_COSA FARE:_
a) Quali etichette ha realizzato De Proef insieme agli altri birrai citati nel testo su De Proef? Elencale tutte.
b) Ripeti dal testo su De Proef tutto ciò che va da "Un piccolo campione?" giù fino a "fino al confezionamento.".
c) Secondo il testo su De Proef, da quali paesi provengono i fusti di rovere usati per la linea Brettanomyces Woods?

Un piccolo campione? Ecco qua: 1000 IBU, Beer Hop Breakfast (invecchiata in botti di tequila), Chipotle Porter, Dry Stout Grand Marnier Edition, It’s Alive Rhubarb Edition, Spontanriesling, Salty Ocean Weed; tutte etichette che attestano le competenze del team De Proef. Numerosi clienti significa aver a che fare, per Dirk (con le sue competenze ed esperienze: ha iniziato nel 1996) con molte e diverse esigenze. Per i progetti fortemente innovativi, l’impianto di 10 ettolitri viene utilizzato per le sperimentazioni: il sistema migliore per controllare tutti i parametri di una brassaggio effettivo, fino al confezionamento.

Collaboration Brew

Quanto detto finora dimostra che qui può essere prodotto praticamente qualsiasi tipo di birra. Basta dare un’occhiata a ciò che il sito ratebeer riporta sotto la voce De Proef: centinaia di referenze; e si tratta di un elenco non completo! In ogni caso, tra le attività dell’impianto ce ne sono due che possiamo considerare più importanti. Infatti, da qualche anno il marchio è coinvolto anche nella realizzazione di “Collaboration Brew”: etichette che nascono quando due o più brewers si uniscono in un progetto comune. Per citare solo alcuni esempi, Dirk e il team hanno lavorato “a quattro mani” con nomi come Tomme Arthur di Lost Abbey (per la Signature Ale), Rob Tod di Allagash (Les Deux Brasseurs), John Mallett di Bell (Van Twee), Wayne Wambles di Cigar City (Tripel Tropical) e Todd Haug di Surly Brewery (Long of Tooth). La prossima collaborazione, tra l’altro, ha un piccolo tocco italiano; interesserà infatti Eric Wallace: il proprietario del birrificio Left Hand, di Longmont in Colorado (sposato con una bella signora del Bel Paese) ha in cantiere, per i prossimi mesi, una Stout con note acide. Dirk ed il suo team si dedicano regolarmente anche a delle single stuff. Ad esempio si sono occupati delle varie referenze della serie Single Hop del già citato Mikkeller. Inoltre, anche per la catena di supermercati belga Delhaize hanno preparato una linea di Single Hop, cui hanno fatto seguito una gamma di Single Yeasts e, recentemente, una di Brettanomyces Woods, con uso di fusti di rovere di diversa provenienza (da Francia, Stati Uniti e Ungheria). Queste edizioni vengono definite “didattiche” da De Proef, perché consentono ai consumatori una migliore comprensione delle specificità di alcuni ingredienti e di alcune metodiche di lavorazione.

_VOCI DEL DATASET:_
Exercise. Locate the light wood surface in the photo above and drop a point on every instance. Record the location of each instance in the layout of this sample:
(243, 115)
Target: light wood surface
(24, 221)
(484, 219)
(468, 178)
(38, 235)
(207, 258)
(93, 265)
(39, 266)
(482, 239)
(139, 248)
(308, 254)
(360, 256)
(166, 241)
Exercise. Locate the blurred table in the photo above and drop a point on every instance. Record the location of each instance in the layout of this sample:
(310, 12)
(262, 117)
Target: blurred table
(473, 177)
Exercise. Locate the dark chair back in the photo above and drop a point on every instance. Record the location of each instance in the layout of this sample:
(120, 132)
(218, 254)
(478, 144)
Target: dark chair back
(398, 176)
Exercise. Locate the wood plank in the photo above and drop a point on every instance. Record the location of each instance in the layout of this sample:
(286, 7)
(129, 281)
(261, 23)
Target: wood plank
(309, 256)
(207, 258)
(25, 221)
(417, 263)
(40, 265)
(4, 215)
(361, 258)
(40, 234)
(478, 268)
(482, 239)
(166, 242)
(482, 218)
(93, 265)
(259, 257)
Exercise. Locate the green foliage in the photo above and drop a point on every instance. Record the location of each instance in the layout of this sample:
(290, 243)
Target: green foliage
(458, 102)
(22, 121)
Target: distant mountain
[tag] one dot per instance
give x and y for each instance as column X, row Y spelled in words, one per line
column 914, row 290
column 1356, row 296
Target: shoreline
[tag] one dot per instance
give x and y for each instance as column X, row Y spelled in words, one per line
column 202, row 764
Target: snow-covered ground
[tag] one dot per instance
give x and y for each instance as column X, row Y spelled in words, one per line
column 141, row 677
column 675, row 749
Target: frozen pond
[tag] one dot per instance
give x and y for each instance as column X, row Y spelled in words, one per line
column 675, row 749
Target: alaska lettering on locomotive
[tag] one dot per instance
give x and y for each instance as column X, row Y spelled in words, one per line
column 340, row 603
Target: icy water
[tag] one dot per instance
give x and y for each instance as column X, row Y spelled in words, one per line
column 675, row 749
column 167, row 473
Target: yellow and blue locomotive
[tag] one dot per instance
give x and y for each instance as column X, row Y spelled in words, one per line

_RISPOSTE AGLI ESERCIZI:_
a) Signature Ale (con Tomme Arthur di Lost Abbey), Les Deux Brasseurs (con Rob Tod di Allagash), Van Twee (con John Mallett di Bell), Tripel Tropical (con Wayne Wambles di Cigar City) e Long of Tooth (con Todd Haug di Surly Brewery).

b)
Un piccolo campione? Ecco qua: 1000 IBU, Beer Hop Breakfast (invecchiata in botti di tequila), Chipotle Porter, Dry Stout Grand Marnier Edition, It’s Alive Rhubarb Edition, Spontanriesling, Salty Ocean Weed; tutte etichette che attestano le competenze del team De Proef. Numerosi clienti significa aver a che fare, per Dirk (con le sue competenze ed esperienze: ha iniziato nel 1996) con molte e diverse esigenze. Per i progetti fortemente innovativi, l’impianto di 10 ettolitri viene utilizzato per le sperimentazioni: il sistema migliore per controllare tutti i parametri di una brassaggio effettivo, fino al confezionamento.

c) Da Francia, Stati Uniti e Ungheria.